§ **Yapılacaklar**
• a. Metinde Özön’ün aktardığına göre, Halıcı Kız filminin fiyaskoyla sonuçlandığını görünce sinemadan çekilme kararı veren kurum hangisidir?
• b. Metnin "Bu dönemden kalan" sözleriyle açılıp "sayılabilir." sözleriyle kapanan kısmını, "tiyatrocuların" ifadesini "oyuncuların" olarak değiştirip yeniden yazın.
• c. Şu ifadeler metinle uyuşuyor mu?
(i) Onaran, sermaye piyasasının Türk sinemasından el çekmesinin suçunu Ertuğrul’a bağlamayı insafsızlık sayar.
(ii) Kaynak aktarımında öncelik sanatsal üretime verilmiştir.
(iii) Türkiye yeni bir devlet olarak bir sermaye birikimi devralmıştır.

§ **Okuma Metni**
Bu dönemden kalan kötü alışkanlıkların sinemamızın ileriki yıllarında daha
etkili olacağını, kökleşeceğini ileri sürer. Bu kötü alışkanlıkları
tiyatrocuların etkisi, ses sanatçılarına film çekilmesi, tiyatronun özensiz
biçimde perdeye aktarılması, batıdan kötü uyarlamalara yol açılması
sayılabilir.
Önemli eleştirilerden
biri de sinema sanayinin oluşması için gerekli devlet desteğinin ve sermaye
girişiminin kötü kullanılmasıdır. Özön’e göre Halıcı Kız filmine destek veren Yapı Kredi Bankası, filmin
fiyaskoyla sonuçlandığını görünce sinemadan çekilme kararı verir. (Özön, 2013;
118) Onaran ise bu yargıya karşı çıkacaktır: “Tek bir filmin başarısızlığını göz önünde tutarak sermaye piyasası
Türk sinemasından el çekmişse, bunun suçunu Ertuğrul’a bağlamak da
insafsızlıktır.” (Onaran, 1994; 39) Bu noktada unutulmaması gereken bir şey
var, artık Türkiye yeni bir devlet olarak kendi ayaklarının üzerinde durmaya
başlamıştır. Devraldığı bir sermaye birikimi olmadığı gibi devrimlerle yeni bir
sermaye yaratılması yoluna gidilmiştir. Filmin çekildiği tarihler ise sancılı
bir süreçle yeni yeni çok partili döneme girmeye başlandığı tarihlerdir. Yeni
devletin, yeni ekonominin pek çok eksiği olduğu düşünülmelidir. Kaynak
aktarımında öncelik ne yazık ki sanatsal üretime verilememiştir. Ekonomik
anlamda yeni oluşmaya başlayan birikim sinema gibi yerlileşememiş, geleneksel
kökleri olmayan bir sanat dalına aktarılamamıştır. Onaran’ın “insafsızlık”

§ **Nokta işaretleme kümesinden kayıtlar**
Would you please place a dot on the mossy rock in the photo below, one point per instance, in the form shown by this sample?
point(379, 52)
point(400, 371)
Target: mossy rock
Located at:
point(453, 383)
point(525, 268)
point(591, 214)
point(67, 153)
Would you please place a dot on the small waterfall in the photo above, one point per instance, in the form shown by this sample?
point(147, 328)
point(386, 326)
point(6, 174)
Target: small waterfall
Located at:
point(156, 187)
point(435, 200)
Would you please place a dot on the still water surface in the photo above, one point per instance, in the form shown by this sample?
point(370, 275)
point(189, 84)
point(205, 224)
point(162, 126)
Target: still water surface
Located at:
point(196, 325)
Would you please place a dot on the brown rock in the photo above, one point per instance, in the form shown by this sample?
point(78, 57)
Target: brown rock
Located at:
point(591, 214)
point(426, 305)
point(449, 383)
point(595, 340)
* * *
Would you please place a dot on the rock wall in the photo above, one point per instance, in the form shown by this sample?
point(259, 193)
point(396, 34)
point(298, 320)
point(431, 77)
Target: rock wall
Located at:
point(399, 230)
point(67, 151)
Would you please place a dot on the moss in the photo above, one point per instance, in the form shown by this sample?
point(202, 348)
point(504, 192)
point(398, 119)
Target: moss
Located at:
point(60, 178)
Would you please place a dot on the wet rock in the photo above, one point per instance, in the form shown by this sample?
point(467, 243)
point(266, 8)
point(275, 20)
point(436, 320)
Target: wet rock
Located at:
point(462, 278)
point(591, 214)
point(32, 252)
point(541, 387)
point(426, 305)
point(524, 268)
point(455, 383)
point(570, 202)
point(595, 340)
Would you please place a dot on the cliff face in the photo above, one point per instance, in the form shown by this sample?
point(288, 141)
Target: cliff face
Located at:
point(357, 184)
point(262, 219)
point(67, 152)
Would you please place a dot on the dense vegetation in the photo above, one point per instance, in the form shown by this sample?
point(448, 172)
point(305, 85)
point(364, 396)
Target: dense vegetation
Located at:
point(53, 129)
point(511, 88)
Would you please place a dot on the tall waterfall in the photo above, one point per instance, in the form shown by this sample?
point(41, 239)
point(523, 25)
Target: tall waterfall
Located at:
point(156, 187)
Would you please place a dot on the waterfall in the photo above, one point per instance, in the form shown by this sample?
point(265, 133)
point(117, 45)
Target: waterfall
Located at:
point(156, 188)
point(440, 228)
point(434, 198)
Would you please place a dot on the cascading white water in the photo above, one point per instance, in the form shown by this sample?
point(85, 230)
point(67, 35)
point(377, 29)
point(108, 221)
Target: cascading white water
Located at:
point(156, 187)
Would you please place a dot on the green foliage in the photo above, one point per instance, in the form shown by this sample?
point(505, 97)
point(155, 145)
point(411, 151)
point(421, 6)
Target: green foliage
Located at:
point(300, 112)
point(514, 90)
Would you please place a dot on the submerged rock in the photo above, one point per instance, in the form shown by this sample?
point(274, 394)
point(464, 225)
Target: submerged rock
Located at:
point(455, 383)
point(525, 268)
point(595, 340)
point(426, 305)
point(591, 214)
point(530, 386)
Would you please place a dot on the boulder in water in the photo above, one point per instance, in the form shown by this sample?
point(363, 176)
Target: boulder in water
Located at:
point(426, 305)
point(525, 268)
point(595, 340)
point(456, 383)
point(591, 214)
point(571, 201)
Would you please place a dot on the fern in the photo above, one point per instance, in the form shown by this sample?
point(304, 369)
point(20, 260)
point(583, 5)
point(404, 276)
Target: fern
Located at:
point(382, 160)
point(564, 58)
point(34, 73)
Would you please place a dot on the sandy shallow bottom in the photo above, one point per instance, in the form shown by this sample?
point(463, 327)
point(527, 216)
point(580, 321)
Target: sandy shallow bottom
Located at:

§ **Tam Çözümler**
• a. Yapı Kredi Bankası.

• b.
Bu dönemden kalan kötü alışkanlıkların sinemamızın ileriki yıllarında daha
etkili olacağını, kökleşeceğini ileri sürer. Bu kötü alışkanlıkları
oyuncuların etkisi, ses sanatçılarına film çekilmesi, tiyatronun özensiz
biçimde perdeye aktarılması, batıdan kötü uyarlamalara yol açılması
sayılabilir.

• c.
(i) Evet: "bunun suçunu Ertuğrul’a bağlamak da insafsızlıktır."
(ii) Hayır: "Kaynak aktarımında öncelik ne yazık ki sanatsal üretime verilememiştir."
(iii) Hayır: "Devraldığı bir sermaye birikimi olmadığı gibi"